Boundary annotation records

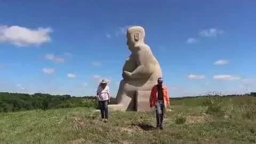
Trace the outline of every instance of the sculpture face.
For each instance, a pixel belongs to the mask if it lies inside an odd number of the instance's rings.
[[[140,26],[129,28],[126,32],[126,44],[130,50],[138,43],[144,43],[145,33],[144,29]]]

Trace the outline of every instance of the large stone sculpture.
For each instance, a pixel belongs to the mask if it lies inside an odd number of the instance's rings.
[[[140,26],[128,28],[127,45],[131,52],[123,68],[117,105],[109,106],[110,110],[145,111],[150,109],[151,89],[162,77],[158,62],[150,47],[145,43],[145,31]]]

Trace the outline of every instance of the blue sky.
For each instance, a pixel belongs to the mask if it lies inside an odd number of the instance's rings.
[[[256,91],[255,5],[1,1],[0,91],[94,95],[105,78],[115,97],[133,25],[145,28],[170,97]]]

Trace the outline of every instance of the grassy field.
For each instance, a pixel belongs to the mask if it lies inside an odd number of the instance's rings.
[[[1,143],[253,143],[256,97],[171,100],[164,130],[154,109],[110,112],[85,108],[0,114]]]

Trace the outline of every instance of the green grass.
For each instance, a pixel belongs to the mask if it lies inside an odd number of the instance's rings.
[[[171,100],[163,130],[154,127],[154,109],[110,112],[107,123],[99,121],[100,112],[86,108],[1,113],[0,143],[256,142],[256,97],[211,100]]]

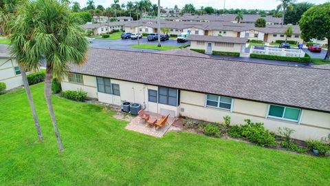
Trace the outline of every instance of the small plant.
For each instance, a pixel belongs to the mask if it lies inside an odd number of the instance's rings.
[[[0,82],[0,94],[3,94],[6,88],[6,83],[3,82]]]
[[[78,91],[67,90],[60,92],[60,96],[74,101],[84,101],[87,96],[87,92],[81,90]]]

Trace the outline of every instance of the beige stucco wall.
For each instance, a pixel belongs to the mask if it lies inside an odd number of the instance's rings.
[[[15,74],[14,67],[16,66],[14,60],[0,59],[0,82],[6,83],[6,90],[23,85],[21,74]]]
[[[320,139],[330,134],[330,114],[310,110],[302,111],[300,124],[283,120],[266,118],[268,104],[234,99],[232,112],[204,107],[206,95],[188,91],[181,91],[180,115],[210,122],[223,122],[223,117],[230,116],[232,125],[244,123],[250,118],[252,122],[263,123],[265,127],[273,132],[278,127],[287,127],[296,130],[293,138],[306,140]],[[182,112],[182,110],[184,110]]]

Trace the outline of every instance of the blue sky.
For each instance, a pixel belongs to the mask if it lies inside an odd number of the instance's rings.
[[[86,6],[87,0],[72,0],[80,3],[80,7]],[[131,0],[135,1],[136,0]],[[161,0],[162,6],[173,8],[177,4],[179,8],[182,8],[186,3],[192,3],[196,8],[199,8],[201,6],[212,6],[217,9],[223,8],[223,1],[225,0]],[[119,3],[125,3],[129,0],[119,0]],[[157,3],[157,0],[151,0],[153,3]],[[245,9],[263,9],[272,10],[275,9],[280,3],[278,0],[226,0],[226,8],[245,8]],[[297,2],[307,1],[314,3],[323,3],[329,2],[329,0],[298,0]],[[96,5],[102,5],[104,7],[110,6],[113,3],[113,0],[94,0]]]

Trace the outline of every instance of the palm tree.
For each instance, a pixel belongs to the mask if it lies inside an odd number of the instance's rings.
[[[67,16],[70,12],[57,0],[36,0],[25,5],[16,20],[19,30],[24,31],[19,33],[25,52],[21,55],[34,68],[46,63],[45,97],[60,151],[63,147],[52,103],[53,76],[60,79],[67,74],[69,63],[82,64],[88,49],[77,18]]]
[[[237,15],[235,17],[235,20],[237,21],[237,23],[241,23],[241,21],[243,20],[242,12],[239,12],[237,13]]]
[[[10,11],[7,11],[7,12],[9,12],[10,14],[12,14],[8,17],[10,18],[13,18],[12,17],[13,15],[17,16],[17,12],[16,11],[16,10],[19,4],[12,3],[13,1],[8,1],[6,2],[1,1],[1,3],[3,3],[1,4],[1,10],[6,10],[6,8],[11,8]],[[6,4],[8,3],[10,3],[10,6],[8,6],[8,4]],[[25,1],[19,1],[19,3],[20,3],[21,5],[23,5],[25,3]],[[21,75],[22,76],[22,80],[24,85],[24,89],[25,90],[26,95],[28,96],[28,99],[29,100],[29,105],[31,109],[31,112],[32,112],[33,120],[34,121],[34,125],[36,127],[38,138],[39,141],[43,141],[43,136],[41,133],[41,130],[40,128],[39,120],[36,114],[36,111],[34,107],[34,103],[33,101],[32,96],[31,94],[31,91],[30,90],[29,83],[28,82],[28,77],[26,76],[27,70],[30,71],[34,68],[33,67],[29,68],[28,68],[29,66],[31,67],[33,65],[29,65],[28,64],[29,62],[23,59],[25,58],[24,45],[21,45],[22,43],[21,41],[23,41],[23,39],[24,39],[23,37],[23,35],[20,34],[21,33],[23,32],[23,30],[20,30],[19,29],[18,29],[18,28],[16,27],[16,25],[15,25],[16,23],[16,21],[10,22],[8,26],[8,33],[10,33],[10,53],[15,56],[16,61],[19,64],[19,69],[21,70]],[[4,23],[7,24],[7,23]],[[16,33],[19,33],[19,34],[17,34]]]
[[[280,4],[279,4],[277,6],[277,10],[283,10],[283,15],[282,17],[282,27],[283,27],[284,25],[284,19],[285,17],[285,12],[287,10],[287,8],[289,8],[291,10],[293,10],[294,6],[293,4],[294,2],[296,1],[296,0],[278,0],[281,2]]]
[[[126,8],[127,9],[127,10],[129,11],[129,17],[132,17],[132,10],[134,7],[134,4],[133,3],[132,1],[128,1],[127,2],[127,4],[126,5]]]
[[[78,2],[74,2],[74,5],[72,6],[72,11],[74,12],[78,12],[80,10],[80,5]]]

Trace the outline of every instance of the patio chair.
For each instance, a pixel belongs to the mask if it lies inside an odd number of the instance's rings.
[[[141,110],[138,112],[139,116],[140,116],[140,121],[141,122],[142,120],[144,121],[145,123],[147,123],[148,121],[149,120],[150,118],[150,114],[144,113],[144,111],[143,110]]]
[[[156,122],[156,123],[155,123],[155,129],[157,130],[157,128],[161,128],[161,127],[165,126],[165,125],[166,125],[167,119],[168,118],[169,116],[170,116],[169,114],[167,114],[167,116],[162,116],[162,118],[158,120]]]

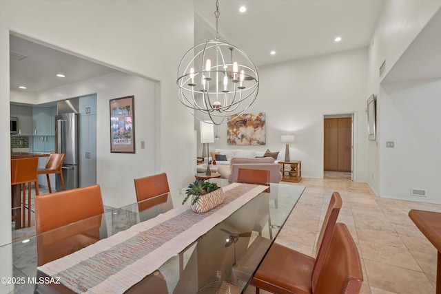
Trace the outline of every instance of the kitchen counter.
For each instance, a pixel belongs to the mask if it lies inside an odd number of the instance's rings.
[[[11,159],[14,158],[30,158],[33,157],[49,157],[48,153],[32,153],[32,152],[12,152]]]

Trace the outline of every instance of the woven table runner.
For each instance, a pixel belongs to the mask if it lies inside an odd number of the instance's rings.
[[[37,268],[76,293],[123,293],[228,218],[266,186],[233,183],[205,213],[185,205]]]

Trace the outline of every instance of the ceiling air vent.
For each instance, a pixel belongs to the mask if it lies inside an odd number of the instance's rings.
[[[427,190],[426,189],[411,188],[411,195],[412,196],[427,197]]]
[[[380,67],[380,76],[381,76],[386,70],[386,61],[383,61],[383,63]]]
[[[11,59],[14,59],[14,60],[23,60],[25,58],[28,58],[28,56],[25,55],[23,55],[17,52],[13,52],[12,51],[9,52],[9,57]]]

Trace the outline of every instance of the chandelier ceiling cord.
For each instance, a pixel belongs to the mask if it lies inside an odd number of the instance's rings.
[[[215,39],[185,53],[179,63],[176,83],[179,101],[187,110],[199,120],[209,119],[218,125],[249,107],[257,97],[259,80],[256,66],[245,52],[219,41],[218,0],[216,8]],[[228,56],[229,61],[226,60]]]

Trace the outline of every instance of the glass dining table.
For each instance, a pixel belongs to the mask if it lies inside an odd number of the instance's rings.
[[[243,293],[305,187],[209,180],[236,198],[196,213],[176,189],[0,246],[3,275],[10,266],[1,284],[36,293]]]

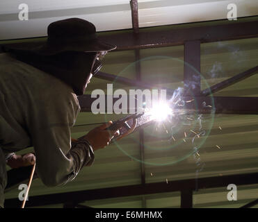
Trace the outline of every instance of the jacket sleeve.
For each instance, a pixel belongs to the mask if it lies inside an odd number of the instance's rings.
[[[66,184],[75,178],[83,166],[91,166],[94,161],[93,150],[86,140],[71,143],[71,128],[79,111],[79,103],[77,106],[65,105],[62,108],[62,103],[58,103],[58,112],[52,106],[48,116],[40,117],[32,136],[36,171],[47,186]]]

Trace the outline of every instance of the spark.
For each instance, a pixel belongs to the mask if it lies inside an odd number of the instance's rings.
[[[218,148],[220,148],[220,147],[219,147],[218,145],[216,145],[216,146],[217,146]]]
[[[194,134],[197,135],[197,133],[195,133],[195,131],[193,131],[192,130],[191,130],[190,131],[192,132],[192,133],[193,133]]]
[[[186,101],[186,103],[191,103],[191,102],[193,102],[194,101],[194,99],[191,99],[191,100],[188,100],[188,101]]]
[[[149,111],[153,119],[157,121],[164,121],[168,116],[172,115],[172,110],[166,103],[159,102],[154,104]]]

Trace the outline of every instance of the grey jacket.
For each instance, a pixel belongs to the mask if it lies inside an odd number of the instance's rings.
[[[33,146],[36,172],[45,185],[72,180],[94,161],[86,140],[71,143],[71,128],[79,111],[70,86],[8,53],[0,54],[0,157]],[[3,206],[6,162],[0,161]]]

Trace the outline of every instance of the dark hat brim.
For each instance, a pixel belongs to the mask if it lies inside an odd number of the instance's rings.
[[[62,42],[51,42],[47,40],[40,42],[31,42],[8,44],[2,45],[4,51],[22,50],[35,53],[42,56],[51,56],[65,51],[99,52],[109,51],[116,49],[116,46],[111,45],[99,41],[76,41],[64,44]]]

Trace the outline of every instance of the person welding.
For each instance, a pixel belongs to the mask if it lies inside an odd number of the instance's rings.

DIRECTION: Duplicate the stretch of data from the line containing "Trace the outline of every instance of the spark." through the end of the data.

EXPECTED ANSWER:
Trace the outline of every instance of the spark.
For each instance, a pixel belongs to the mask if it lies inside an odd number of the instance's rings.
[[[218,148],[220,148],[220,147],[219,147],[218,145],[216,145],[216,146],[217,146]]]
[[[194,134],[197,135],[197,133],[195,133],[195,131],[193,131],[192,130],[191,130],[190,131],[192,132],[192,133],[193,133]]]
[[[186,101],[186,103],[191,103],[191,102],[193,102],[194,101],[194,99],[191,99],[191,100],[188,100],[188,101]]]
[[[149,111],[153,119],[157,121],[164,121],[168,116],[172,115],[172,110],[166,103],[159,102],[154,104]]]

Trace the outline of every instance of the grey jacket.
For each instance, a pixel belongs to the mask if it lies inside an odd number of the instance's rings.
[[[33,146],[36,172],[45,185],[72,180],[94,161],[86,140],[71,143],[71,128],[79,111],[70,86],[8,53],[0,54],[0,157]],[[3,206],[6,162],[0,161]]]

Trace the outline of every instance of the dark hat brim.
For each instance, a pixel belongs to the mask if it lies inside an odd number of the instance's rings.
[[[62,42],[51,42],[47,40],[40,42],[31,42],[8,44],[2,45],[4,51],[22,50],[35,53],[42,56],[51,56],[65,51],[99,52],[109,51],[116,49],[116,46],[111,45],[99,41],[76,41],[64,44]]]

Trace the outline of every instance of the person welding.
For each instance, a pixel belongs to the mask if it lies inside an odd number of the instance's rings.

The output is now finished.